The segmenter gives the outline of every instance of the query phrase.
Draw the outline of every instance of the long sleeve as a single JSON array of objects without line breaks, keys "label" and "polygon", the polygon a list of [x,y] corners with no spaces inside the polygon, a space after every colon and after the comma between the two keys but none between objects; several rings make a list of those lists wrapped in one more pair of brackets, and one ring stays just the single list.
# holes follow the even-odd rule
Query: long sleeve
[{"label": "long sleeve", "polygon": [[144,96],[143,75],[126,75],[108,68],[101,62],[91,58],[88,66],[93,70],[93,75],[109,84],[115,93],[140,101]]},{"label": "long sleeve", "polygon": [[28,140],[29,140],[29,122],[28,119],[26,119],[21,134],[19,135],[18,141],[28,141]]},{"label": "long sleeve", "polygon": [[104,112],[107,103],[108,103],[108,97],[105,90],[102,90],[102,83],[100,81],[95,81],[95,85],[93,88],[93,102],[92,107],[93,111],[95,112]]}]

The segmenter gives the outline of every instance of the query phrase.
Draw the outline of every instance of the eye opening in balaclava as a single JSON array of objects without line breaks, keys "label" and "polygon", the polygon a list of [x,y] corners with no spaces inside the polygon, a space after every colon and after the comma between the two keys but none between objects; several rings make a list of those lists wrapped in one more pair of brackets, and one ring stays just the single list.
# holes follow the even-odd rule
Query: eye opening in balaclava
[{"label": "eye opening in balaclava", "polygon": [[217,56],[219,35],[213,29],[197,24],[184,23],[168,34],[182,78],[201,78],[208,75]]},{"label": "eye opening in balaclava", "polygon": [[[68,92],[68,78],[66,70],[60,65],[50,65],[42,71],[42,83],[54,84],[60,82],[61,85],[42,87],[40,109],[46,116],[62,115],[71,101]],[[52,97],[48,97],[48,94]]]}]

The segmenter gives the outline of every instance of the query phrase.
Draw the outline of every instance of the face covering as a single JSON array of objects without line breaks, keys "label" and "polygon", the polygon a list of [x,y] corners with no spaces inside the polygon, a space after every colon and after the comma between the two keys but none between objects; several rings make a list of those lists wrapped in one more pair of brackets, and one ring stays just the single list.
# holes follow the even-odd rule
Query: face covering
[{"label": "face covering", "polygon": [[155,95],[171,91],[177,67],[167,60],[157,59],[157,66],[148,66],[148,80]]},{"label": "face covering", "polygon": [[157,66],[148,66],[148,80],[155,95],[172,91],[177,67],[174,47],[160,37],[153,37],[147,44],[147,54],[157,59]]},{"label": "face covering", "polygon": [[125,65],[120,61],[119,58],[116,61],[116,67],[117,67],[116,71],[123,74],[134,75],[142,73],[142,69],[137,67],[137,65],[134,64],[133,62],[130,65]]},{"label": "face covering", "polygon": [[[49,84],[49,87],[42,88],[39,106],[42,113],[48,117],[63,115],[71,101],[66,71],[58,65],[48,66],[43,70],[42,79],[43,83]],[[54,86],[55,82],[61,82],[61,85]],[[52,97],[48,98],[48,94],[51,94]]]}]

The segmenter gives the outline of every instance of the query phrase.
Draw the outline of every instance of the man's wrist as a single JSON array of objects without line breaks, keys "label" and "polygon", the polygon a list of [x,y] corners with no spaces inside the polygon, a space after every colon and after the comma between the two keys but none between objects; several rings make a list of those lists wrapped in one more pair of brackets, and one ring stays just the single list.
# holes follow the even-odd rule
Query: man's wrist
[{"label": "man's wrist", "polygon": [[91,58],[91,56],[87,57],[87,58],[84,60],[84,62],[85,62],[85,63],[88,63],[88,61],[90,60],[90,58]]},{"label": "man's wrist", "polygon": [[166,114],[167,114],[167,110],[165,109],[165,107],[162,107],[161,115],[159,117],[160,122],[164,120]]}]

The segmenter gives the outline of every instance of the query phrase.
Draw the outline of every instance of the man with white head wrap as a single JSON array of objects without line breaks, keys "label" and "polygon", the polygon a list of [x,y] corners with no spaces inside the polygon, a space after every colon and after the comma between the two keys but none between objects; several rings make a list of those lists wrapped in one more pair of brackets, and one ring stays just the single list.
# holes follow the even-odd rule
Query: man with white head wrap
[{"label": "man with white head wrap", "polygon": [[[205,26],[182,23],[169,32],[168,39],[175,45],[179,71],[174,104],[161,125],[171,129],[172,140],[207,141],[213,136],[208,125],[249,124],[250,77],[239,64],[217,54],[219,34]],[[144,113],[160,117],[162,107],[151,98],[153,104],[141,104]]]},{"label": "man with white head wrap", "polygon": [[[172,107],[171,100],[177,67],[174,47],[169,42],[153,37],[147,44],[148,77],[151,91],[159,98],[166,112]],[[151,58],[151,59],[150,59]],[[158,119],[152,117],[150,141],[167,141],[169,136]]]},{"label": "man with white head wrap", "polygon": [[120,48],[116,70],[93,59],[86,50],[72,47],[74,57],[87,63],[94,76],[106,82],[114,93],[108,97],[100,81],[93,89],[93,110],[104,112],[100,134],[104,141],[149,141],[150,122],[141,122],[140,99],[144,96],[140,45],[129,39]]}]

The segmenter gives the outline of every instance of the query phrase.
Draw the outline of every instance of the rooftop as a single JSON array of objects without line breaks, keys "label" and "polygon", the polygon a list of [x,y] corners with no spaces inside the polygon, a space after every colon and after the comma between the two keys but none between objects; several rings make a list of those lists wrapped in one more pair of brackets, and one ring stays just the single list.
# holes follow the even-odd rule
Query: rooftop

____

> **Goal**
Can you recast every line of the records above as a Markdown table with the columns Row and Line, numbering the rows in order and leaving out the blank lines?

> **Solution for this exercise**
| Row | Line |
|---|---|
| 1 | The segmenter gives the outline of every instance of the query phrase. |
| 2 | Draw the outline of every instance of the long sleeve as a single JSON array of objects without line breaks, keys "label" and "polygon", the polygon a list of [x,y] corners with no spaces inside the polygon, a space after every colon and after the comma between the two keys but none between objects; several rings make a list of those lists wrapped in one more pair of brackets, and one ring stays just the single list. |
| 3 | # holes follow the even-odd rule |
| 4 | Query: long sleeve |
| 5 | [{"label": "long sleeve", "polygon": [[144,96],[143,75],[126,75],[108,68],[101,62],[91,58],[88,66],[93,70],[93,75],[109,84],[115,93],[140,101]]},{"label": "long sleeve", "polygon": [[28,140],[29,140],[29,122],[28,119],[26,119],[21,134],[19,135],[18,141],[28,141]]},{"label": "long sleeve", "polygon": [[104,112],[107,103],[108,103],[108,97],[105,90],[102,90],[102,83],[100,81],[95,81],[95,85],[93,88],[93,102],[92,107],[93,111],[95,112]]}] |
| 6 | The segmenter gives the outline of every instance of the query phrase. |
| 7 | Draw the outline of every instance of the eye opening in balaclava as a single JSON array of objects without line breaks, keys "label" and "polygon", the polygon a list of [x,y] corners with no spaces inside the polygon, a space after every colon and after the comma between the two keys but none between objects; several rings make a list of those lists wrapped in one more pair of brackets, and one ring stays just the single list. |
| 8 | # holes follow the even-odd rule |
| 9 | Query: eye opening in balaclava |
| 10 | [{"label": "eye opening in balaclava", "polygon": [[217,56],[219,35],[213,29],[197,24],[184,23],[168,34],[182,78],[201,78],[208,75]]},{"label": "eye opening in balaclava", "polygon": [[[68,92],[68,78],[66,70],[60,65],[50,65],[42,71],[42,83],[54,84],[60,82],[61,85],[42,87],[40,109],[46,116],[62,115],[71,101]],[[52,97],[48,97],[48,94]]]}] |
| 11 | The segmenter gives the outline of every instance of the query phrase. |
| 12 | Draw the outline of every instance of the face covering as a single JSON array of objects without line breaks, keys "label" and "polygon", the polygon a list of [x,y] corners with no spaces inside the polygon, a space after every colon and after the comma between the two keys but none between objects; several rings make a list of those lists wrapped in one more pair of brackets, and one ring stays just the single list. |
| 13 | # holes follow the even-odd rule |
| 14 | Query: face covering |
| 15 | [{"label": "face covering", "polygon": [[155,95],[171,91],[177,67],[167,60],[157,59],[157,66],[148,66],[148,80]]},{"label": "face covering", "polygon": [[157,66],[148,66],[148,80],[155,95],[172,91],[177,67],[174,47],[160,37],[153,37],[147,44],[147,54],[157,59]]},{"label": "face covering", "polygon": [[125,65],[120,61],[119,58],[116,61],[116,67],[117,67],[116,71],[123,74],[134,75],[142,73],[142,69],[137,67],[137,65],[134,64],[133,62],[130,65]]},{"label": "face covering", "polygon": [[[49,84],[49,87],[42,88],[39,106],[42,113],[48,117],[63,115],[71,101],[66,71],[58,65],[48,66],[43,70],[42,79],[43,83]],[[54,86],[55,82],[61,82],[61,85]],[[52,97],[48,98],[48,94],[51,94]]]}] |
| 16 | The segmenter gives the outline of every instance of the query phrase. |
| 17 | Draw the outline of every instance of the man's wrist as a single JSON array of objects without line breaks, keys "label" and "polygon", the polygon a list of [x,y] corners with no spaces inside the polygon, a space after every colon and after the comma between the two keys but none between objects; several rings make a list of those lists wrapped in one more pair of brackets, and one ring stays just the single list. |
| 18 | # holes follow the even-odd rule |
| 19 | Query: man's wrist |
| 20 | [{"label": "man's wrist", "polygon": [[91,58],[91,56],[87,57],[87,58],[84,60],[84,62],[85,62],[85,63],[88,63],[88,61],[90,60],[90,58]]},{"label": "man's wrist", "polygon": [[166,114],[167,114],[167,110],[165,109],[165,107],[162,107],[161,115],[159,117],[160,122],[164,120]]}] |
| 21 | The segmenter gives the outline of every instance of the query phrase. |
| 22 | Draw the outline of every instance of the man with white head wrap as a single JSON array of objects without line breaks, keys "label" and "polygon", the polygon a list of [x,y] corners with no spaces inside the polygon, a space after every colon and after the comma between the two keys but none between objects; several rings make a list of those lists wrapped in one more pair of brackets, and one ring stays just the single list. |
| 23 | # holes follow the even-odd rule |
| 24 | Query: man with white head wrap |
| 25 | [{"label": "man with white head wrap", "polygon": [[[205,26],[182,23],[169,32],[168,39],[175,45],[179,71],[174,104],[161,125],[171,129],[172,140],[207,141],[213,136],[208,125],[249,124],[250,77],[239,64],[217,54],[219,34]],[[144,113],[160,117],[162,107],[151,98],[153,104],[141,104]]]},{"label": "man with white head wrap", "polygon": [[[172,107],[171,100],[177,67],[174,47],[169,42],[153,37],[147,44],[148,77],[151,91],[159,98],[166,112]],[[151,58],[151,59],[150,59]],[[158,119],[152,117],[150,141],[167,141],[169,136]]]},{"label": "man with white head wrap", "polygon": [[120,48],[116,70],[93,59],[86,50],[72,47],[74,57],[87,63],[94,76],[106,82],[114,93],[108,97],[100,81],[93,89],[93,110],[104,112],[100,134],[104,141],[149,141],[150,122],[141,122],[140,99],[144,96],[140,45],[129,39]]}] |
| 26 | The segmenter gives the outline of every instance of the query phrase. |
| 27 | Draw the outline of every instance of the rooftop as a single JSON array of objects without line breaks, keys "label" and "polygon", the polygon a list of [x,y] corners with no spaces inside the polygon, a space after every colon and after the comma between the two keys but none between objects; several rings make a list of those lists wrapped in one more pair of brackets, and one ring stays just the single list. |
| 28 | # holes follow the even-odd rule |
| 29 | Query: rooftop |